WORK REQUEST 1
In the article on the California foie gras ban, rewrite the passage starting with "Foie gras is a" and going on through "Sanctuary, Washington, D.C.", putting "sensitive topic" in place of "touchy subject".
WORK REQUEST 2
According to the article on the California foie gras ban, which organization led the effort behind the ban in 2004?

DOCUMENT TEXT
In less than a week you won’t be able to find a lobe of luscious foie gras in the state of California as the ban on its sale goes into effect after an eight-year grace period.
While many farmers try to make the birds as comfortable as possible, the Humane Society has reported the feeding tube can damage the birds’ esophagus causing bruises and lacerations.
Is it unethical to force feed an animal if it comes willingly to the feeding tube? What if Beethoven’s Ninth is being played during the force-feeding? Are these animals treated any better than factory-farmed chickens?
Here’s what food-industry insiders, from restaurant owners to chefs to food activists, across the United States and Canada had to say on the issue.
Chris Cosentino, chef/owner, Incanto, Boccalone & PIGG, San Francisco
“What we’re dealing with here is a freedom-of-choice issue; our freedom of choice is being taken away from us. When you go out to eat you have a choice, it’s called a menu.
Foie gras is a touchy subject and if you choose not to support foie don’t buy it. There is no way a government should be able to choose what people can or cannot eat.”
Bruce Friedrich, director, Farm Sanctuary, Washington, D.C.
“Science confirms what intuition indicates, that cramming pipes down animals’ throats and inducing a disease, which is what foie gras is, is horribly cruel, causing death rates to skyrocket by 10 to 20 times. Imagine any process so cruel that death rates go up a 1,000 to 2,000 per cent. Obviously, the suffering for the animals is severe.”
Farm Sanctuary was the lead organization behind the ban in 2004.
Lisa Ahier, chef/owner, Sobo Restaurant, Tofino, B.C.
Foie gras is not a part of my diet, however, I am against government telling me what I can or cannot eat. I have visited foie gras farms in the Hudson Valley, and the birds seemed much happier than cattle I have witnessed in feedlots in Texas or Oklahoma.
David McMillan, chef/owner,
Joe Beef Restaurant, Montreal“The ban is nonsense, we should sooner protest fishmongers and fish importers for Chilean sea bass, certain tuna and countless red zone non-sustainable wild fish.”

RECORDS
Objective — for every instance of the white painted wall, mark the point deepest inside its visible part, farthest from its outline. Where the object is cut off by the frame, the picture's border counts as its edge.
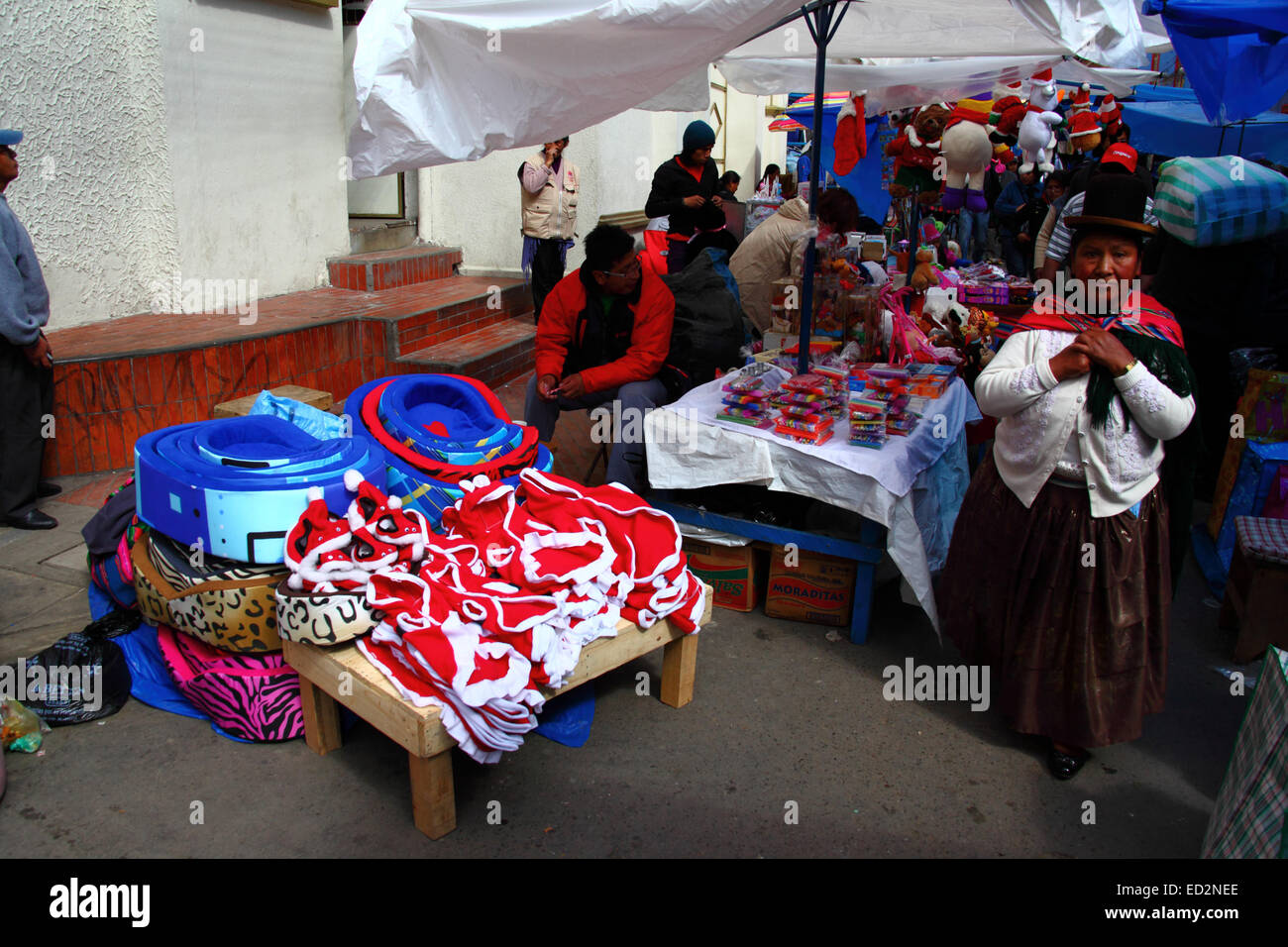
(254, 102)
(84, 81)
(476, 205)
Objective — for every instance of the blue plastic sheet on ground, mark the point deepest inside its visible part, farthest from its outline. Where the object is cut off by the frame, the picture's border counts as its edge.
(567, 718)
(1234, 53)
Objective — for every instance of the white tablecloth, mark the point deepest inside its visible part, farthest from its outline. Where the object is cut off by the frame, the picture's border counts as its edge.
(690, 449)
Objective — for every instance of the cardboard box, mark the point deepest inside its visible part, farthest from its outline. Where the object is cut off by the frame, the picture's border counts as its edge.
(816, 587)
(733, 573)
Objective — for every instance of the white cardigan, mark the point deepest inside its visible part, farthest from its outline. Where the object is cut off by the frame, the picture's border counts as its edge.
(1043, 418)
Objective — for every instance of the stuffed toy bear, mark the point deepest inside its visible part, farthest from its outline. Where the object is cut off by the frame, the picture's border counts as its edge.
(923, 275)
(914, 153)
(1037, 140)
(966, 150)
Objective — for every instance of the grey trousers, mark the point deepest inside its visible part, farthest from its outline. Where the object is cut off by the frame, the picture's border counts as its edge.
(629, 403)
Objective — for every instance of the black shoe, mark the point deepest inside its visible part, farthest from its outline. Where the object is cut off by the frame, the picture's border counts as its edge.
(1065, 767)
(31, 519)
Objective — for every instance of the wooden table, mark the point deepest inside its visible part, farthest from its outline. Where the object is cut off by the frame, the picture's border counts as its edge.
(330, 677)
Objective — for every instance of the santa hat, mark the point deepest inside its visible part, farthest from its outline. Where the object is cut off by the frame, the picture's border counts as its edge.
(1083, 124)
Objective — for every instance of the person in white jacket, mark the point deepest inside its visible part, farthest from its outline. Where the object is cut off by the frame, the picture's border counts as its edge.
(776, 249)
(1059, 575)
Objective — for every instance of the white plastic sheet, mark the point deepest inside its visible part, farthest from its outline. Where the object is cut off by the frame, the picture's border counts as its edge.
(1107, 33)
(451, 80)
(688, 449)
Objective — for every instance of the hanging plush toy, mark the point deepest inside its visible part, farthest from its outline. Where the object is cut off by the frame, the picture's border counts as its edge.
(1111, 115)
(1085, 131)
(966, 151)
(914, 153)
(1006, 116)
(851, 136)
(1037, 140)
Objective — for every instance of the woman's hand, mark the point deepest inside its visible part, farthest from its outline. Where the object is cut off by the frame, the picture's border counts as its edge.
(1104, 348)
(1070, 361)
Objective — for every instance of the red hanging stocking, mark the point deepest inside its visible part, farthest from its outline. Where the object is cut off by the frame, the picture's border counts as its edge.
(851, 138)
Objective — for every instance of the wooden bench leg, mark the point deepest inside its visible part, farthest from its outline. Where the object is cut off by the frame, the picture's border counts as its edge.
(679, 667)
(433, 797)
(321, 719)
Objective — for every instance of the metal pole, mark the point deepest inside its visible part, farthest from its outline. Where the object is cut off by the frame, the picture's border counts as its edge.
(822, 30)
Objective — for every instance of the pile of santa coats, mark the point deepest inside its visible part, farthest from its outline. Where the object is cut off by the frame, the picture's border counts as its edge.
(478, 620)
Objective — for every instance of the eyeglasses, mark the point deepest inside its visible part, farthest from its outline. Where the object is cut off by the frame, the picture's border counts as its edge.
(632, 269)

YOUR SOLUTION 1
Foie gras is a sensitive topic and if you choose not to support foie don’t buy it. There is no way a government should be able to choose what people can or cannot eat.”
Bruce Friedrich, director, Farm Sanctuary, Washington, D.C.

YOUR SOLUTION 2
Farm Sanctuary was the lead organization behind the ban in 2004.